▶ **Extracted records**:
## begin

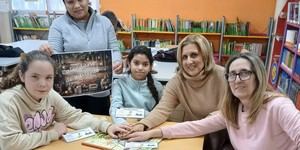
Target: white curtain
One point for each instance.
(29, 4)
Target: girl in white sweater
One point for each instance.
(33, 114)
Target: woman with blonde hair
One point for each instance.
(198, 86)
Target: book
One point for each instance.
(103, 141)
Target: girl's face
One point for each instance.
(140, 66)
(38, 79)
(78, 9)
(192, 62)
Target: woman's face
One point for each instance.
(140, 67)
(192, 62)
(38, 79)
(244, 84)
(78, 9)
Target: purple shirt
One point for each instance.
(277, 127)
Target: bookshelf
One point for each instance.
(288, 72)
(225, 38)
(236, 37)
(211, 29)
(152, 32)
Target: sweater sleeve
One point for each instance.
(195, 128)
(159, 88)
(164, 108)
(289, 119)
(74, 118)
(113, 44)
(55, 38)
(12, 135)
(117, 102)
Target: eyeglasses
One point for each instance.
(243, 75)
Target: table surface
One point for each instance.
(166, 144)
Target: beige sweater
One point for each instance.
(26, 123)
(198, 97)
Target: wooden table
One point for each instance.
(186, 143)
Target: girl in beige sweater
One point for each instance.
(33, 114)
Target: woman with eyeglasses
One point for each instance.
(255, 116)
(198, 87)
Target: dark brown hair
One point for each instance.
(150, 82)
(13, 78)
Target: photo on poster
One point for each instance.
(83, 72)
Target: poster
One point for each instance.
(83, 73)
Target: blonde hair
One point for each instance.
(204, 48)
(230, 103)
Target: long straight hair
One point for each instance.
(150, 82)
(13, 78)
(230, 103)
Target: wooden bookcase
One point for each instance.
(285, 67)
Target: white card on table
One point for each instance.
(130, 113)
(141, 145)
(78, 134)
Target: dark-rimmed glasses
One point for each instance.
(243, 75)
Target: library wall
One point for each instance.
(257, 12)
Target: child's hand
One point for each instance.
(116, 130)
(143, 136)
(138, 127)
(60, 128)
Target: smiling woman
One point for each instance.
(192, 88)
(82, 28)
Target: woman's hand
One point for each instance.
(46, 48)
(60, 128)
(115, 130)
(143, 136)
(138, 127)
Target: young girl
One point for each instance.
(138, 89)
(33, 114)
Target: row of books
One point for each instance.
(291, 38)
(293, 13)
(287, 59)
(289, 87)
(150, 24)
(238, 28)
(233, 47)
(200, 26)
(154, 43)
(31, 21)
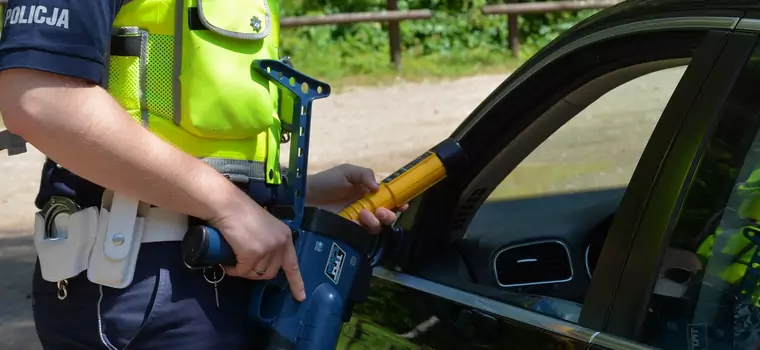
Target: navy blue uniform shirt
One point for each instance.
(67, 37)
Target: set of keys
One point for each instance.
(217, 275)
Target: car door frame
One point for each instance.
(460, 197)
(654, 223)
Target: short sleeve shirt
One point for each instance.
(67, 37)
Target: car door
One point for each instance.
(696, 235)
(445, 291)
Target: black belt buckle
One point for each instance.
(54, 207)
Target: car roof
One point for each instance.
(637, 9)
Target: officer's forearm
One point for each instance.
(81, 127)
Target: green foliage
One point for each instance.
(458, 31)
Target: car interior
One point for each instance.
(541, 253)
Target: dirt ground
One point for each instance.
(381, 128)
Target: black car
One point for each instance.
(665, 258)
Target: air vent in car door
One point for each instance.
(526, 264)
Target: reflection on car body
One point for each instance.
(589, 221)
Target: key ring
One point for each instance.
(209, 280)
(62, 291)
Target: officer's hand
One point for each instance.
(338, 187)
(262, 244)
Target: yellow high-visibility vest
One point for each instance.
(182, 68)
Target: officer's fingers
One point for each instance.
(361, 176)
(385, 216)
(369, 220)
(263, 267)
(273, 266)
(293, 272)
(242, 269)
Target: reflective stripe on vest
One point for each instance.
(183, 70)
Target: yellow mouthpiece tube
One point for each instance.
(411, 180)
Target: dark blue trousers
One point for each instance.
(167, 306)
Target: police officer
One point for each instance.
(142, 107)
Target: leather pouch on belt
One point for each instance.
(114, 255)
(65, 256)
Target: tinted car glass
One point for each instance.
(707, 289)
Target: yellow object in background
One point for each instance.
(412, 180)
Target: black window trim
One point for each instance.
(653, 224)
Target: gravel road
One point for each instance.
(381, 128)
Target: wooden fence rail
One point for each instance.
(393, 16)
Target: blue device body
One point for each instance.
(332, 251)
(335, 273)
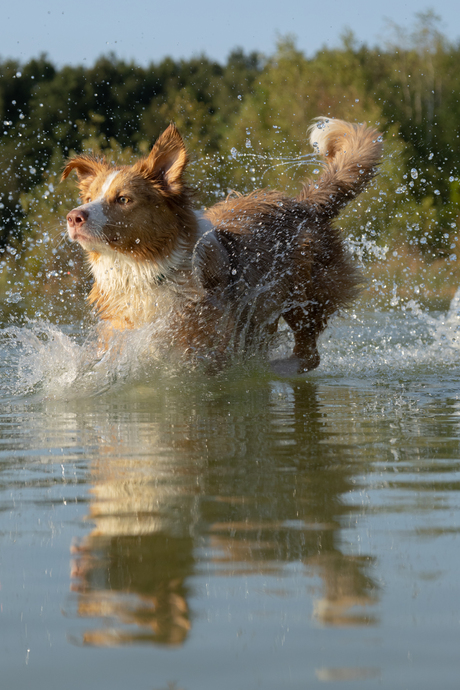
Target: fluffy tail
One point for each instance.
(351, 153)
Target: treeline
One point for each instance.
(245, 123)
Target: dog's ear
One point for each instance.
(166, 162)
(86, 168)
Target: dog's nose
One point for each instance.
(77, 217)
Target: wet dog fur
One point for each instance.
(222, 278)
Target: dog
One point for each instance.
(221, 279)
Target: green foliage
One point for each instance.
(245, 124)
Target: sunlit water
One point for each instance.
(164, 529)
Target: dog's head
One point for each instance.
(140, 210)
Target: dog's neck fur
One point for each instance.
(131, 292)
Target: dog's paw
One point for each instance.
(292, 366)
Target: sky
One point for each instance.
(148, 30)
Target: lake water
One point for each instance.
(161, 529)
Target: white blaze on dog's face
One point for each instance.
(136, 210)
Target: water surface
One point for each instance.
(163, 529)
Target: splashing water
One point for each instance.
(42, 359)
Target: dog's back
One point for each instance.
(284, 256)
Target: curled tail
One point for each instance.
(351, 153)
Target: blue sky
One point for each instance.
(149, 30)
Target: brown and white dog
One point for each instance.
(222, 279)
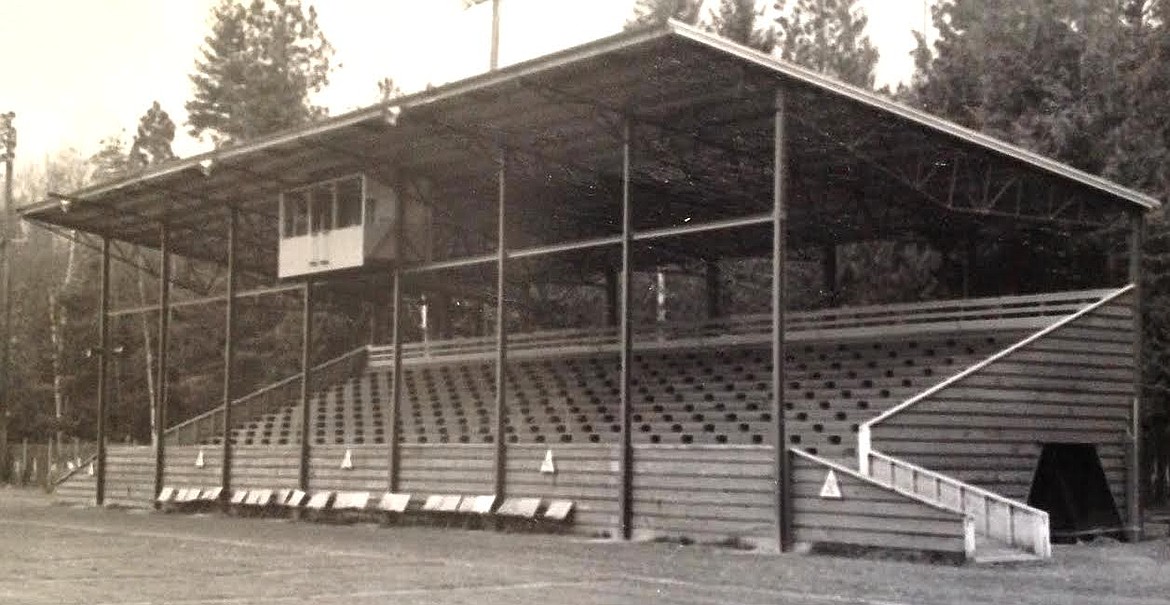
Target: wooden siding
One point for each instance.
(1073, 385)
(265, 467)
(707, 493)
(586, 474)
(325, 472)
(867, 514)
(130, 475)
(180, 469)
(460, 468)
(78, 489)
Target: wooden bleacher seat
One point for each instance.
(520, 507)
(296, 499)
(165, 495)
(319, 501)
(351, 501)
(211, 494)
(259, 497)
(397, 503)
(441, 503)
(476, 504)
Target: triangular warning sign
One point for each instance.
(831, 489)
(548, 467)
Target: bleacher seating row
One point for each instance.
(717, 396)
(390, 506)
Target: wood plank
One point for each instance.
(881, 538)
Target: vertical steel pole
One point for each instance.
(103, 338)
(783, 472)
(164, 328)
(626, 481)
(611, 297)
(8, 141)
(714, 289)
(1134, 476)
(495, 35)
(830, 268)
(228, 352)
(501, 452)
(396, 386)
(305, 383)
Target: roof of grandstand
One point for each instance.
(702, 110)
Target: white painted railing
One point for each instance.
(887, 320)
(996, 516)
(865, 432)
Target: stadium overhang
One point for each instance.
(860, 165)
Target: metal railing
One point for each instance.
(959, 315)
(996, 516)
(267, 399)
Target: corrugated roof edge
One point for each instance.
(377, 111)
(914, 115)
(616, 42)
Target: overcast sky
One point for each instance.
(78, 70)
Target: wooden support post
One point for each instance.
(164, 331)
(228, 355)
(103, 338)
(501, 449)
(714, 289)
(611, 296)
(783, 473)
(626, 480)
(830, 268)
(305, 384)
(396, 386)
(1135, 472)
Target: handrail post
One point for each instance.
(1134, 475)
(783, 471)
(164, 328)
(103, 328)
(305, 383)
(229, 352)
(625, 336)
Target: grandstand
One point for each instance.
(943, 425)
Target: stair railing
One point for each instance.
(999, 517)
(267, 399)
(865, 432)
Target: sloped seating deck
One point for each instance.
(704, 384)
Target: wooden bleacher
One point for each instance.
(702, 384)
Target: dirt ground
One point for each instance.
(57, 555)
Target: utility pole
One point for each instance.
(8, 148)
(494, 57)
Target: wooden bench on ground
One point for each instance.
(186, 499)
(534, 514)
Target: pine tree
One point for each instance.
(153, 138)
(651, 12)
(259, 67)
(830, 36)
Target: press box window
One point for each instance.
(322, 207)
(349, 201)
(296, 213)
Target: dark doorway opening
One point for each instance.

## end

▶ **GIVEN EXERCISE**: Return the records exactly. Don't carry the pictures over.

▶ **TASK RESPONSE**:
Target: white curtain
One point for each instance.
(29, 4)
Target: girl in white sweater
One point for each instance.
(33, 114)
Target: woman with blonde hair
One point for each instance.
(198, 86)
Target: book
One point for each instance.
(103, 141)
Target: girl's face
One point for each instance.
(140, 66)
(38, 79)
(78, 9)
(192, 62)
Target: woman's face
One point for each instance.
(140, 67)
(192, 62)
(38, 79)
(244, 84)
(78, 9)
Target: purple shirt
One point for each instance.
(277, 127)
Target: bookshelf
One point for each instance.
(288, 72)
(225, 38)
(236, 37)
(211, 29)
(152, 32)
Target: sweater sleeve
One point for each instance.
(195, 128)
(159, 88)
(164, 108)
(289, 119)
(74, 118)
(113, 44)
(55, 38)
(12, 135)
(117, 102)
Target: eyeglasses
One point for each instance.
(243, 75)
Target: table surface
One point for each instance.
(166, 144)
Target: beige sweater
One point for each instance.
(26, 123)
(198, 97)
Target: wooden table
One point for each instance.
(186, 143)
Target: girl in beige sweater
One point for each instance.
(33, 114)
Target: woman with eyeglasses
One point for each instance.
(255, 116)
(198, 87)
Target: dark brown hair
One point for each instance.
(150, 82)
(13, 78)
Target: photo on poster
One point for each instance.
(83, 72)
Target: poster
One point for each instance.
(83, 73)
Target: blonde hair
One point for each instance.
(204, 48)
(230, 103)
Target: long straight hair
One point for each instance.
(150, 82)
(13, 78)
(230, 103)
Target: wooden bookcase
One point for each instance.
(285, 67)
Target: white card on table
One point for each instance.
(130, 113)
(141, 145)
(78, 134)
Target: dark-rimmed glasses
One point for each instance.
(243, 75)
Target: library wall
One point for each instance.
(257, 12)
Target: child's hand
One point for each instance.
(116, 130)
(143, 136)
(138, 127)
(60, 128)
Target: smiling woman
One point for each instance.
(192, 88)
(82, 28)
Target: woman's hand
One point for each instance.
(46, 48)
(60, 128)
(115, 130)
(143, 136)
(138, 127)
Target: young girl
One point for each instance.
(138, 89)
(33, 114)
Target: row of books
One point for each instance.
(291, 38)
(293, 13)
(287, 59)
(289, 87)
(150, 24)
(238, 28)
(233, 47)
(200, 26)
(154, 43)
(31, 21)
Target: navy blue uniform shirt
One point for each instance.
(67, 37)
Target: set of keys
One point for each instance.
(217, 275)
Target: car door frame
One point for each instance.
(460, 197)
(654, 223)
Target: short sleeve shirt
One point for each instance.
(67, 37)
Target: car door
One point for each instance.
(696, 235)
(445, 291)
Target: black belt buckle
One point for each instance.
(54, 207)
Target: car roof
One point for each instance.
(637, 9)
Target: officer's forearm
One point for each instance.
(81, 127)
Target: green foliage
One point for each instance.
(458, 31)
Target: car interior
One point for each instance.
(541, 253)
Target: dirt ground
One point for each instance.
(381, 128)
Target: black car
One point for each instance.
(665, 258)
Target: air vent in car door
One point for each instance.
(526, 264)
Target: reflection on car body
One point for each instance.
(589, 221)
Target: key ring
One point for each instance.
(209, 280)
(62, 291)
Target: officer's hand
One point for each instance.
(338, 187)
(262, 244)
Target: yellow high-visibility vest
One point for each instance.
(182, 68)
Target: officer's fingers
One point for each instance.
(361, 176)
(385, 216)
(369, 220)
(263, 267)
(273, 266)
(293, 272)
(242, 269)
Target: reflective stripe on vest
One point for each instance.
(183, 70)
Target: yellow mouthpiece tube
One point for each instance.
(411, 180)
Target: dark blue trousers
One point for each instance.
(167, 306)
Target: police officer
One point for each instance.
(142, 107)
Target: leather pouch on belt
One point for each instance.
(114, 255)
(65, 256)
Target: tinted car glass
One point for each instance.
(707, 289)
Target: yellow object in background
One point for each instance.
(412, 180)
Target: black window trim
One point for each instance.
(653, 224)
Target: gravel road
One point for each instance.
(381, 128)
Target: wooden fence rail
One point for each instance.
(393, 16)
Target: blue device body
One point for each instance.
(332, 251)
(335, 273)
Target: fluffy tail
One point for each instance.
(351, 153)
Target: treeline
One point for each instance.
(245, 123)
Target: dog's ear
One point for each instance.
(166, 162)
(86, 168)
Target: dog's nose
One point for each instance.
(77, 217)
Target: wet dog fur
One point for each instance.
(222, 278)
Target: dog
One point for each instance.
(221, 279)
Target: green foliage
One point for each instance.
(245, 124)
Target: sunlit water
One point for each instance.
(164, 529)
Target: dog's head
One point for each instance.
(140, 210)
Target: dog's neck fur
One point for each instance.
(131, 292)
Target: dog's paw
One point for each instance.
(292, 366)
Target: sky
One point for each instance.
(148, 30)
Target: lake water
One point for each instance.
(161, 529)
Target: white blaze on dog's face
One point for each instance.
(136, 210)
Target: water surface
One point for each instance.
(163, 529)
Target: splashing water
One point for each instance.
(42, 359)
Target: dog's back
One point for each instance.
(284, 256)
Target: curled tail
One point for each instance.
(351, 153)
Target: blue sky
One point for each instance.
(149, 30)
Target: brown and white dog
One point for each instance.
(222, 279)
Target: wooden siding
One point for each instance.
(1073, 385)
(265, 467)
(707, 493)
(586, 474)
(325, 472)
(867, 514)
(130, 475)
(180, 469)
(460, 468)
(78, 489)
Target: wooden bleacher seat
One point for each instance.
(520, 507)
(296, 499)
(165, 495)
(319, 501)
(351, 501)
(211, 494)
(259, 497)
(397, 503)
(441, 503)
(476, 504)
Target: triangular warning sign
One point for each instance.
(831, 489)
(548, 467)
Target: bleacher seating row
One point for each instance.
(717, 396)
(390, 506)
Target: wood plank
One point for each instance.
(881, 538)
Target: vertical steel pole
One point for each instance.
(103, 338)
(783, 472)
(164, 328)
(626, 481)
(611, 297)
(8, 141)
(714, 289)
(1134, 476)
(495, 35)
(830, 268)
(228, 352)
(501, 452)
(396, 386)
(305, 383)
Target: roof of grandstand
One point for each instance.
(702, 110)
Target: white painted railing
One point for each instance.
(887, 320)
(996, 516)
(865, 432)
Target: stadium overhang
One point for each instance.
(860, 165)
Target: metal railing
One point for each instance.
(959, 315)
(996, 516)
(267, 399)
Target: corrugated roof edge
One point for each instance.
(377, 111)
(914, 115)
(616, 42)
Target: overcast sky
One point for each instance.
(78, 70)
Target: wooden support post
One point for each instance.
(164, 331)
(228, 355)
(103, 338)
(501, 449)
(714, 289)
(611, 296)
(783, 473)
(626, 480)
(830, 268)
(305, 384)
(396, 386)
(1135, 472)
Target: handrail post
One point for each instance.
(1134, 475)
(783, 471)
(164, 328)
(103, 328)
(305, 383)
(229, 352)
(625, 336)
Target: grandstand
One point for each instance.
(943, 425)
Target: stair railing
One point for each instance.
(999, 517)
(267, 399)
(865, 432)
Target: sloped seating deck
One point for each instance.
(704, 384)
Target: wooden bleacher
One point for each instance.
(702, 384)
Target: dirt ground
One point for each instance.
(57, 555)
Target: utility pole
One point for each instance.
(8, 148)
(494, 57)
Target: wooden bench on ground
One point for each instance.
(186, 499)
(534, 514)
Target: pine tree
One point for each instance.
(153, 138)
(651, 12)
(259, 67)
(830, 36)
Target: press box window
One point for each instance.
(322, 207)
(349, 201)
(296, 213)
Target: dark doorway opening
One point for each instance.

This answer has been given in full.